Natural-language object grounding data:
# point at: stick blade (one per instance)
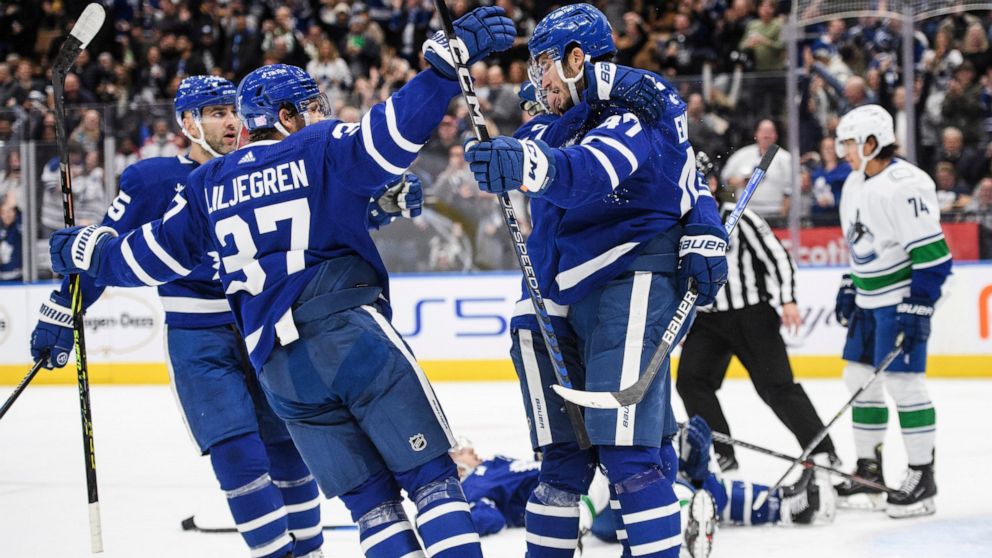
(88, 24)
(592, 399)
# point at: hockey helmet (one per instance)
(579, 25)
(861, 123)
(196, 93)
(265, 91)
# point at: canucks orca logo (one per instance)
(861, 241)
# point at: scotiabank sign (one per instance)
(826, 245)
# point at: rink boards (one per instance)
(458, 326)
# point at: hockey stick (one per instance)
(86, 27)
(808, 463)
(20, 387)
(635, 393)
(459, 55)
(823, 431)
(189, 524)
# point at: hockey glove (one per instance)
(77, 249)
(52, 337)
(913, 321)
(702, 256)
(695, 440)
(480, 33)
(844, 306)
(635, 90)
(505, 164)
(403, 198)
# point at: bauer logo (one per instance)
(418, 442)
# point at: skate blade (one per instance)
(866, 502)
(925, 506)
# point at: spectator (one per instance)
(502, 101)
(162, 142)
(828, 178)
(11, 258)
(763, 39)
(771, 200)
(952, 193)
(962, 104)
(967, 161)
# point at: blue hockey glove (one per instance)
(695, 440)
(481, 32)
(77, 249)
(844, 306)
(913, 321)
(403, 198)
(505, 164)
(635, 90)
(52, 338)
(702, 256)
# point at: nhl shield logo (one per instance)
(418, 442)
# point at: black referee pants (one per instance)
(752, 334)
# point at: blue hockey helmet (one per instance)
(198, 92)
(579, 25)
(195, 93)
(263, 92)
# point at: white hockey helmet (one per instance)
(859, 124)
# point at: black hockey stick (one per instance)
(189, 524)
(808, 463)
(635, 393)
(86, 27)
(20, 387)
(823, 431)
(459, 56)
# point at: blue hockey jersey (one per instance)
(623, 183)
(275, 210)
(497, 490)
(146, 190)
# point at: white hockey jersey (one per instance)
(891, 222)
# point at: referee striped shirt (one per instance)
(759, 268)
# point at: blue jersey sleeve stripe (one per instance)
(134, 266)
(395, 133)
(604, 161)
(160, 252)
(370, 147)
(616, 145)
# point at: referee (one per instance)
(743, 323)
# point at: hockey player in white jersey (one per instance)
(899, 260)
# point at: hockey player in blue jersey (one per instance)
(287, 214)
(271, 494)
(629, 199)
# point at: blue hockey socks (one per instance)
(300, 496)
(443, 517)
(242, 468)
(384, 529)
(649, 509)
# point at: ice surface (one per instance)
(151, 476)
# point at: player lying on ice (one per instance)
(288, 216)
(497, 490)
(613, 193)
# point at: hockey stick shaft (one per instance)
(636, 392)
(512, 225)
(808, 463)
(20, 387)
(87, 26)
(826, 429)
(189, 524)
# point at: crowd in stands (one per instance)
(727, 57)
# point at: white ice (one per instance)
(150, 477)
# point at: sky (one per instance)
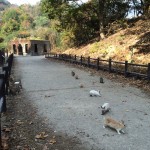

Work to complete ::
All of the entries above are to be restated word for word, minus the images.

Answer section ::
# point at: stick blade (one per instance)
(88, 24)
(592, 399)
# point at: hockey helmet (one per instance)
(579, 25)
(861, 123)
(196, 93)
(265, 91)
# point at: canucks orca logo (one per instance)
(861, 241)
# point at: scotiabank sign (one per instance)
(826, 245)
# point at: rink boards (one per instance)
(458, 326)
# point at: hockey stick (one per instance)
(86, 27)
(808, 463)
(20, 387)
(635, 393)
(459, 55)
(823, 431)
(189, 524)
# point at: hockey glove (one per instance)
(77, 249)
(52, 337)
(913, 321)
(702, 256)
(695, 440)
(480, 33)
(844, 306)
(635, 90)
(505, 164)
(403, 198)
# point at: bauer logo (one per instance)
(418, 442)
# point at: skate blade (one per instance)
(866, 502)
(925, 506)
# point at: spectator (one per instance)
(502, 101)
(162, 142)
(828, 178)
(11, 258)
(763, 39)
(771, 200)
(952, 193)
(962, 104)
(967, 161)
# point at: blue hockey glove (one per instance)
(695, 440)
(481, 32)
(77, 249)
(844, 306)
(913, 321)
(403, 198)
(505, 164)
(635, 90)
(52, 338)
(702, 256)
# point at: nhl shield logo (one per instance)
(418, 442)
# point at: black referee pants (one per instance)
(752, 334)
# point at: blue hockey helmet (one per instance)
(198, 92)
(579, 25)
(195, 93)
(263, 92)
# point at: white hockey helmet (one per instance)
(859, 124)
# point at: black hockey stick (one per instance)
(189, 524)
(808, 463)
(635, 393)
(86, 27)
(20, 387)
(823, 431)
(459, 56)
# point at: blue hockey jersey (one per instance)
(623, 183)
(275, 210)
(497, 490)
(146, 190)
# point at: white hockey jersey (one per instance)
(891, 222)
# point at: referee striped shirt (one per instance)
(759, 268)
# point at: blue jersey sleeve stripe (one per instance)
(134, 266)
(395, 133)
(604, 161)
(160, 252)
(370, 147)
(616, 145)
# point at: referee (one per instance)
(743, 323)
# point at: hockey player in white jersey (one per instance)
(899, 260)
# point at: hockey player in blue jersey (one per instance)
(287, 214)
(271, 494)
(629, 199)
# point at: blue hockey socks (one per instance)
(300, 496)
(443, 517)
(242, 468)
(384, 529)
(649, 509)
# point at: ice surface (one per instance)
(151, 476)
# point at: player lying on ice (one per instance)
(288, 216)
(497, 490)
(613, 193)
# point at: hockey stick shaft (one per instance)
(636, 392)
(512, 225)
(808, 463)
(20, 387)
(87, 26)
(826, 429)
(189, 524)
# point at: crowd in stands (one per instance)
(727, 57)
# point at: white ice (one per instance)
(150, 477)
# point at: sky (one per instance)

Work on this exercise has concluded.